§ **TASK BRIEF**:
Transcribe every entry exactly, with nothing added or left out.

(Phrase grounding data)
+++
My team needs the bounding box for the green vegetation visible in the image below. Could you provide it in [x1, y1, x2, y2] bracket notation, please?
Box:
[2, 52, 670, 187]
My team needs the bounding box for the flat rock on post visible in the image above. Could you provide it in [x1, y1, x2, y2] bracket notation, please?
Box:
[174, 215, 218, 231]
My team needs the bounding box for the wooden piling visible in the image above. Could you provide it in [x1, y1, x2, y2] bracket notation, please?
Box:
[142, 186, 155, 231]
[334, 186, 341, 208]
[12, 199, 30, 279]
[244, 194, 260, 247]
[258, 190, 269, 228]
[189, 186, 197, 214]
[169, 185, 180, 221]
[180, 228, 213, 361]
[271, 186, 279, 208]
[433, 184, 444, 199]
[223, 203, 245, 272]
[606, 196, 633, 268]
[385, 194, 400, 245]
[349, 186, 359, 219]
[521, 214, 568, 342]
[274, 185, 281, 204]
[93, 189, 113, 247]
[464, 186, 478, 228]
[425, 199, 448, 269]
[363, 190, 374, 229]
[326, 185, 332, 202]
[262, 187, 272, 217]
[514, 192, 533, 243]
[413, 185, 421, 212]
+++
§ **ANSWER TO THIS PROBLEM**:
My team needs the bounding box for the green vegetation visible in the image below. Could you provide it in [x1, y1, x2, y2] bracket notation, please?
Box:
[2, 52, 670, 187]
My team needs the bounding box for the flat rock on post visible in the image above. Could you provide it in [x1, y1, x2, y2] bracket notation, please?
Box:
[174, 215, 218, 231]
My team needs the bounding box for the wooden piling visible in the image above. Could you provide it in [x1, y1, x2, y2] bracket notation, please?
Box:
[142, 186, 155, 231]
[334, 186, 341, 208]
[12, 199, 30, 279]
[244, 194, 260, 247]
[258, 190, 269, 228]
[189, 186, 197, 214]
[169, 185, 180, 221]
[180, 228, 213, 361]
[271, 186, 279, 208]
[433, 184, 444, 199]
[223, 203, 245, 272]
[606, 196, 633, 268]
[385, 194, 400, 245]
[349, 186, 359, 219]
[521, 214, 568, 342]
[274, 185, 281, 204]
[93, 189, 113, 247]
[464, 186, 478, 228]
[425, 199, 448, 269]
[363, 190, 374, 229]
[326, 185, 332, 202]
[262, 187, 272, 217]
[514, 192, 533, 243]
[413, 185, 421, 212]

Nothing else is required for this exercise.